Systematic Theology. Exegesis. Church History. Contextualization. Liturgy. Pneumatology. Hebrew and Greek. Pastoral counseling. These are all subjects that most pastors are either familiar with or have taken seminary courses on. Transitioning from seminary to pastoral ministry is pretty crazy. You go from writing huge papers on how postmodernism challenges the epistemological assumptions of one’s praxis to writing sermons for diverse groups of people that range from being forced to attend to those who have been followers of Jesus for longer than you have been living. Try crafting a sermon for that type of audience versus your seminary classmates!
After some time, you’ll hit your stride and some experience will help you exegete your audience in a helpful way. You’ll start writing sermons that are Christ exalting and applicable and people will be really encouraged and challenged by your ministry.
And then you’ll talk to someone who tells you that your preaching doesn’t do anything for them.
Your first instinct will be to either punch them in the face, laugh nervously, cry, or quit. If you are wise, you’ll remember James 1:19 and will do your best to listen, be slow to respond, and slow to anger. Of course, the vision of choking that person out may be tempting, so it needs to be constrained by the teachings of Jesus in the Sermon on the Mount.
Over the years I’ve heard this statement a couple of times and I’ve talked to a lot of other pastors who have also heard this or similar statements. Here are three observations I have about people who say these things:
(1) You need to understand how to properly evaluate whether or not your sermons are “feeding the sheep.” I fear that some pastors are more concerned with keeping their congregations happy than with keeping their congregations fed. But most of the pastors that I know are very concerned with being faithful in what they teach/preach. Yet there’s something very peculiar about how devastating one person’s criticism can be! We will actually take that one person’s opinion and elevate it above and beyond the dozens or even hundreds of other people who think differently.
After encountering the “you-don’t-feed-me” person, you may even find yourself canceling sermon plans you’ve had and jumping to the conclusion that you need to preach totally different than what you’ve been doing. After all, someone told you that you aren’t feeding them!
It isn’t necessarily wrong to consider making changes, but your concerns should primarily be in regards to how God feels about the matter. Are you talking about the “whole counsel of God” (Acts 20:27)? Are you faithfully preaching the word (2 Tim. 4:2)? Is your preaching focused on exalting Christ, clarifying the gospel, and helping form the spiritual lives of those you serve? Questions like these are far more important.
So should you do a series that addresses marriage and serves the majority of your congregation or do a series on the “deeper” things of God like the “revelation of God’s seven spirits and how this all proves both the pretribulational rapture and young earth creationism.” While the former may not meet everyone’s alleged needs (though it’ll meet most), the latter is a complete waste of your time. Yes, I did just say that a sermon on the seven spirits of God proving the pretribulational rapture and young earth creationism is vastly inferior in comparison to doing a sermon on what God has to say about marriage. More on this…
(2) What people often want you to “feed” them is simply a way for them to reinforce their stereotypes and bad theology. I’m not kidding about this one. As I already alluded, those who talk about not being fed will generally give you ideas of what would feed them. In my experience, these suggestions are generally not related to primary doctrinal subjects (e.g., Christology, the gospel, missions) or the “main and the plain.” Most of the time these requests for “depth” are on things so speculative that you won’t find any theologians throughout the history of the church who have addressed them!

WRITTEN TASKS:
1) In the piece on pastors being told their preaching doesn't feed people, which Bible verse does a wise pastor remember after hearing that criticism?
2) Return the stretch of the piece on sermon criticism from "Systematic Theology. Exegesis." through "your seminary classmates!".
3) Write the next part of the piece on pastors hearing that their preaching doesn't feed people, picking up after its final sentence.
The lines after this come from a separate source.

DATA LINES:

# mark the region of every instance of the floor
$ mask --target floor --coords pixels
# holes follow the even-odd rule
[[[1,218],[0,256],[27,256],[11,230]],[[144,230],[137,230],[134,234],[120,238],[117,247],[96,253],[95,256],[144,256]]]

EXERCISE ANSWERS:
1) James 1:19.

2)
Systematic Theology. Exegesis. Church History. Contextualization. Liturgy. Pneumatology. Hebrew and Greek. Pastoral counseling. These are all subjects that most pastors are either familiar with or have taken seminary courses on. Transitioning from seminary to pastoral ministry is pretty crazy. You go from writing huge papers on how postmodernism challenges the epistemological assumptions of one’s praxis to writing sermons for diverse groups of people that range from being forced to attend to those who have been followers of Jesus for longer than you have been living. Try crafting a sermon for that type of audience versus your seminary classmates!

3)
Of course, the kind of person that says “your sermons don’t feed me” has zero time for church history and believe that the reason why no one has talked about their favorite subject is simply because no one in the history of the church has been either smart enough or spiritual enough to know those things. Oh, and by the way, you are obviously not smart enough or spiritual enough to know about it either, which is why they are informing you that you haven’t “fed” them.
Pay close attention here. What these people often want is for you to reinforce what they already believe, no matter how disconnected from life or how unbiblical their beliefs are. I had a person once tell me that they wanted me to do sermons on why Christians who used Christmas trees was sinful idol worship!!! The fact that they were mishandling Scripture to “prove” this novel position didn’t matter to them at all. But when I couldn’t agree with their horrific eisogesis of Jeremiah 10:2-4, they left our church with no discussion and response to the questions I had. After all, I wasn’t into “depth.”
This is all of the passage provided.